Task instructions: Check each line of the records below for the word "instance" and give the number of lines that have it, with nothing added.

Excerpted records:
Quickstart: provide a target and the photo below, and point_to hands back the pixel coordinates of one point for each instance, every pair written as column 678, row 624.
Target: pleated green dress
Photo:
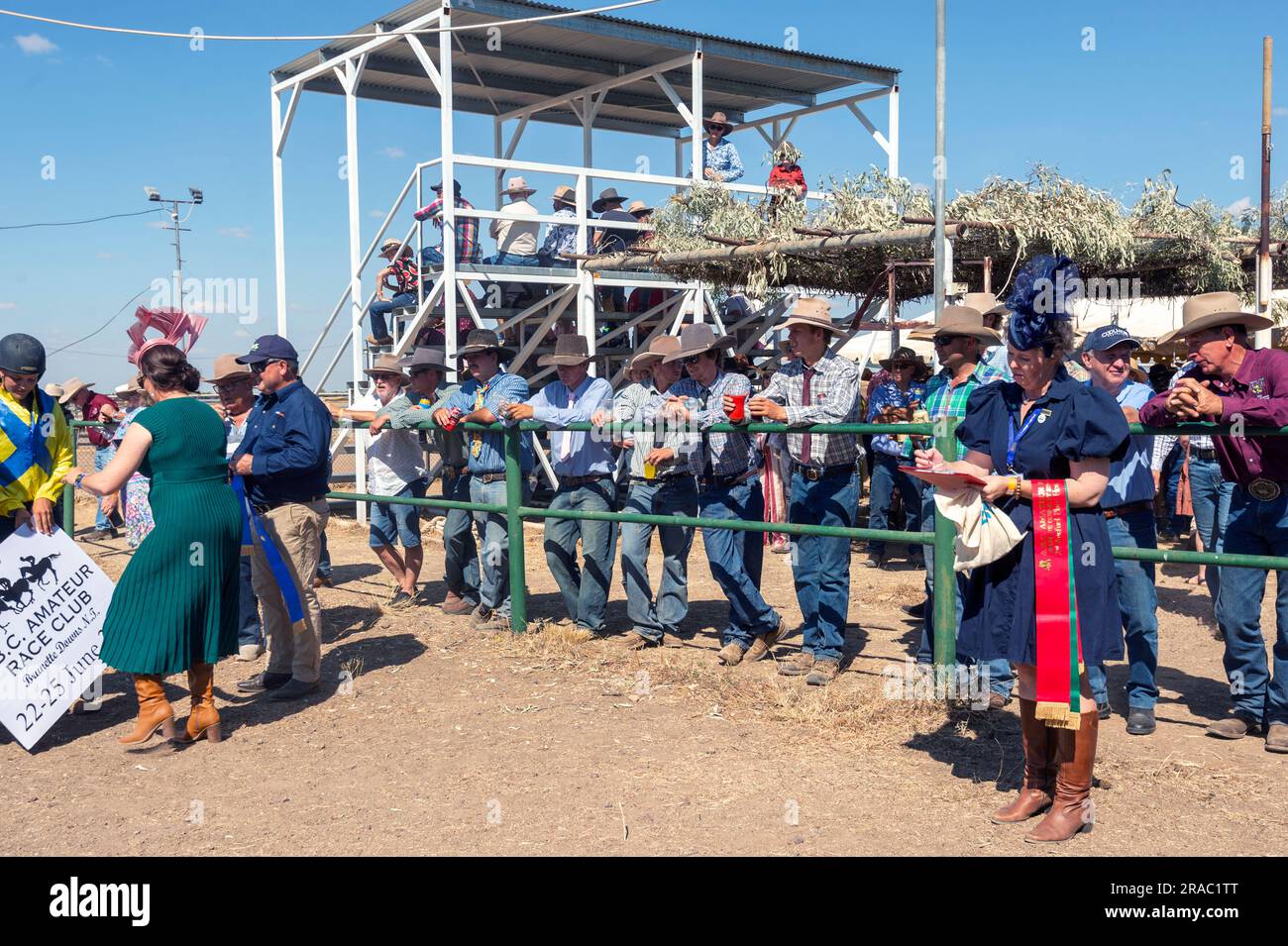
column 176, row 601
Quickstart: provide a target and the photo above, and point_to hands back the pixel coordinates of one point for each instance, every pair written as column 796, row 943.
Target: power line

Task answer: 2